:: EXCERPTED PASSAGE ::
%%
Subspeciality Expertise

“We do plan to compete, however, with other specialized national laboratory outreach players,” Bosler noted. “It’s a competitive environment, but we believe there is space for us. In our health system, each of our 80-plus pathologists are subspecialty trained. By expanding the reference lab, we aim to make that breadth and depth of expertise—combined with advanced diagnostics—available to clinicians around the country.

“When you consider the types of companies that compete in this sector, we are a reference laboratory that’s affiliated with a major healthcare system,” explained Bosler. “We see ourselves as being more similar to ARUP and the Mayo Clinic than we are to Quest Diagnostics Incorporated or Laboratory Corporation of America.

“We aim to be a premium lab that lever- ages our quality and innovation to have a positive impact on patient care,” he empha- sized. “To compete at that level, we designed this new lab facility so that it could be very flexible—meaning that it is built for today, but the current design will support the changes that may be needed in the future.

“We moved four labs into the new building,” he commented. “They are immunopathology, microbiology, molecular pathology, and special chemistry (including our mass spec and proteomics core). We project that these labs are the ones likely to be expanded most based on growing our reference lab work.

“But that’s not the whole story,” stated Bosler. “Once we opened the new lab facility, additional space was available in the existing building. That gives us the capability to expand the lab testing activities that remain in this facility. In response to increased reference test volume, each of our laboratories in both buildings is expanding by anywhere from 40% to 200%.”
%%
:: COLLECTED MATERIAL ::
%%
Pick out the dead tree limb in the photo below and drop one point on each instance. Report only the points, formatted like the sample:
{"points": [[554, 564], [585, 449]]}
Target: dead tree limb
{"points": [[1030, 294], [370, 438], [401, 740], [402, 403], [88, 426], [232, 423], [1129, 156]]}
%%
:: THINGS TO DO ::
[A] Reproduce verbatim the part of the reference laboratory excerpt above that begins at the words "Subspeciality Expertise" and stops after the words "around the country.".
[B] According to the reference laboratory excerpt above, why was the new lab facility designed to be very flexible?

:: ANSWERS TO THE TASKS ::
[A]
Subspeciality Expertise

“We do plan to compete, however, with other specialized national laboratory outreach players,” Bosler noted. “It’s a competitive environment, but we believe there is space for us. In our health system, each of our 80-plus pathologists are subspecialty trained. By expanding the reference lab, we aim to make that breadth and depth of expertise—combined with advanced diagnostics—available to clinicians around the country.

[B] It was designed that way so the lab could compete as a premium lab that uses its quality and innovation to improve patient care. The flexibility means the facility is built for today, while its current design can support changes that may be needed in the future.